KUTIPAN BERITA:
- - - - - - -
Akibat kejahatan ini para korban mengalami kerugian mencapai Rp 276 miliar. Dari pengungkapan kasus ini Bareskrim Polri juga menyita total uang tunai Rp 141 Miliar.
Kabareskrim Polri Komjen Listyo Sigit Prabowo mengatakan, asus kejahatan dengan modus email compromise merupakan kasus kejahatan lintas negara menjadi atensi dari FATF (Financial Action Tax Force), sebagai badan dunia yang dibentuk dalam penanganan kejahatan pencucian uang.
Kejahatan ini menjadi sorotan, kata Sigit karena berlangsung saat dunia sedang menghadapi situasi pandemi. Kelompok ini memanfaatkan celah dimana negara-negara sedang mencari alat-alat terkait pencegahan Covid-19.
“Baik berupa APD ataupun alat-alat rapid test. Terkait dengan kejahatan ini Bareskrim telah menangani 5 kasus melibatkan lintas negara. 3 kasus terkait dengan Covid-19 dan 2 kasus terkait transfer dana dan investasi,” kata Sigit, Rabu (16/12/2020).
Sigit menjelaskan, terkait peralatan Covid-19 terdapat 3 negara yaitu Itali, Belanda dan Jerman. Sedangkan terkait dana dan investasi, Argentina dan Yunani. Kasus ini menjadi menarik karena melibatkan sindikat internasional melibatkan jaringan WN Nigeria dibantu WNI.
- - - - - - -
DATA SUMBER:
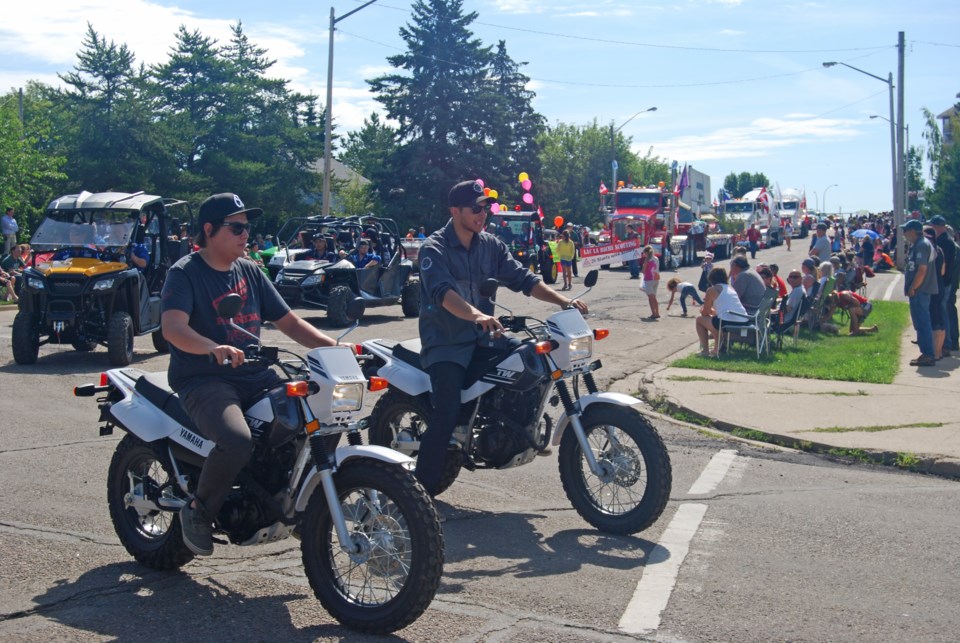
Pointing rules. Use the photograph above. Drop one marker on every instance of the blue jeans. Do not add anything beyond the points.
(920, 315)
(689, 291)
- - - - - - -
TUGAS ANDA:
1 - Menurut kutipan berita, berapa total uang tunai yang disita Bareskrim Polri dari pengungkapan kasus ini?
2 - Sambunglah kutipan berita tentang kejahatan email compromise, dimulai setelah kalimat terakhirnya.
Data ini diambil dari sumber yang berbeda.

PENYELESAIAN TUGAS:
1 - Rp 141 miliar.

2 -
“Tentunya menjadi kewajiban kita bagaimana kemudian kita ungkap kasus ini untuk kemudian mengembalikan citra Indonesia di mata internasional terkait dengan masalah ini,” pungkas Sigit.
Kasus ini terbongkar berawal, pada 3 November 2020, Div Hubinter Polri menerima informasi dari interpol Belanda adanya penipuan dengan modus BEC. Kemudian ditindaklanjuti Bareskrim Polri kemudian bekerja sama dengan PPATK.
“Dimana korban dari modus operandi BEC ini perusahaan Belanda dengan nama PT Medipos medical spals BF,” tukas Sigit.
Dalam menjalankan aksinya, para jaringan penipu internasional ini mengirim email terkait dengan perubahan nomor rekening. Itu terkait dengan rencana pembayaran untuk memesan rapid tes covid yang telah dipesan oleh warga negara Belanda.
“Sehingga kemudian korban mentransfer dana ke rekening atas nama CP Bio sensor dimana ini perusahaan fiktif sejumlah 3.597.875 dollar Amerika atau senilai Rp 52,3 miliar,” katanya.
Amankan Tersangka
Dari kegiatan tersebut, jelas Sigit pihaknya kemudian mengamankan tersangka, ODC alias Emeka. Kemudian tersangka Hafiz yang bertugas untuk membuat dokumen fiktif seolah-olah menjadi direktur perusahaan fiktif tersebut, kemudian dibantu oleh saudara Belen alias Dani dan Nurul alias Iren.
“Sehingga total kerugian yang ditimbulkan adalah kurang lebih dari rangkaian kegiatan mereka, sebesar Rp 276 miliar dan saat ini kita sita Rp 141 miliar,” pungkas Sigit.
Sedangkan untuk kasus yang sekarang, Sigit mengaku, pihaknya menyita dokumen perusahaan fiktif dari perusahan tersebut dan uang hasil kejahatan Rp 27 miliar.
Kemudian ditambahkan seluruhnya dari rangkaian yang ada ternyata saudara Emeka dan Hermawan ini sudah beberapa kali melakukan kejahatan dengan modus yang sama.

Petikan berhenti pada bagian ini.